= Source document =

Osculum infame is a witch's supposed ritual greeting upon meeting with the Devil. The name means the 'shameful kiss' or 'kiss of shame', since it involved kissing the devil's anus, his "other" mouth. According to folklore, it was this kiss that allowed the Devil to seduce women.

==Kiss of shame==

During the era of witch-hunting, many believed that witches worshipped the Devil and paid him homage by kissing his posterior. The osculum infame is mentioned in nearly every single recorded account of a Witches' Sabbath and in confessions – most of which were extracted under torture. Although most common in Europe, no illustrations of it exist in the publications of English persecutions, possibly as torture was not regularly employed in the questioning of those accused. It was called the kiss of shame because it was generally regarded as an act of degradation.

According to the allegations, witches would give the kiss of shame at the beginning of the sabbat, after the Devil had read the names of his followers. They would approach him by crawling or walking backwards, turn, bow and kiss his posterior. It was believed that this kiss was required for a new witch to be initiated, and the kiss was followed by feasting.

(Saved entries)
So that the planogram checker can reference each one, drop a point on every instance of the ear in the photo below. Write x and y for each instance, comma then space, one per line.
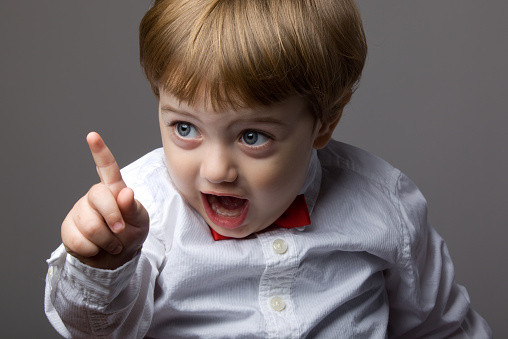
325, 131
327, 127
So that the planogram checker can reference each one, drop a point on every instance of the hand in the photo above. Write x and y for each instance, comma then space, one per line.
107, 227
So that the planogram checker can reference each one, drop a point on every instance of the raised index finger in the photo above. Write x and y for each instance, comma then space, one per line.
107, 167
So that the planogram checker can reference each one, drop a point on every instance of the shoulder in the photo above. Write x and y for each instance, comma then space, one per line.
149, 178
358, 166
376, 205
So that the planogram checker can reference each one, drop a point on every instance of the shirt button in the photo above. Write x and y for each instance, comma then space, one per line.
280, 246
277, 304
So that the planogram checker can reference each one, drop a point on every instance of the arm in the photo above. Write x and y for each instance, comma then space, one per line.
84, 302
424, 299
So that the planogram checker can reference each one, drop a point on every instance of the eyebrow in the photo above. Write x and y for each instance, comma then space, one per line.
253, 118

= Questions on the material =
1: According to the osculum infame text, what followed the kiss?
2: Replace "torture" with "duress" in the stretch of the osculum infame text from "During the era" through "act of degradation.", and write out that stretch.
3: Please carry on the osculum infame text from its last sentence.

= Responses for each task =
1: Feasting followed the kiss.

2:
During the era of witch-hunting, many believed that witches worshipped the Devil and paid him homage by kissing his posterior. The osculum infame is mentioned in nearly every single recorded account of a Witches' Sabbath and in confessions – most of which were extracted under duress. Although most common in Europe, no illustrations of it exist in the publications of English persecutions, possibly as duress was not regularly employed in the questioning of those accused. It was called the kiss of shame because it was generally regarded as an act of degradation.

3:
Sometimes witches kissed not only the Devil's fundament, but lower-ranking demons' as well.

Generally considered to be an act of homage, or respect, the North Berwick witch trials of Scotland in the 16th century held that the kiss was an act of penance issued from the Devil. Reported in Newes from Scotland, declaring the damnable Life of Doctor Fian (1592) by W. Wright:

...and seeing that they tarried over long, hee at their coming enjoyned them all to a pennance, which was, that they should kisse his buttockes, in sign of duety to him, which being put over the pulpit bare, every one did as he had enjoyned them.

The pamphlet provided the first descriptions of the osculum infame to the English population. Belief held that the Devil demanded the kiss of shame in forms other than human, including rams, black cats, and toads. Errores Haereticorum, a medieval tract, claims that the Cathars took their name "from the term cat, whose posterior they kiss, in whose form Satan appears to them." The role could also be reversed whereby the witch was the recipient of the kiss.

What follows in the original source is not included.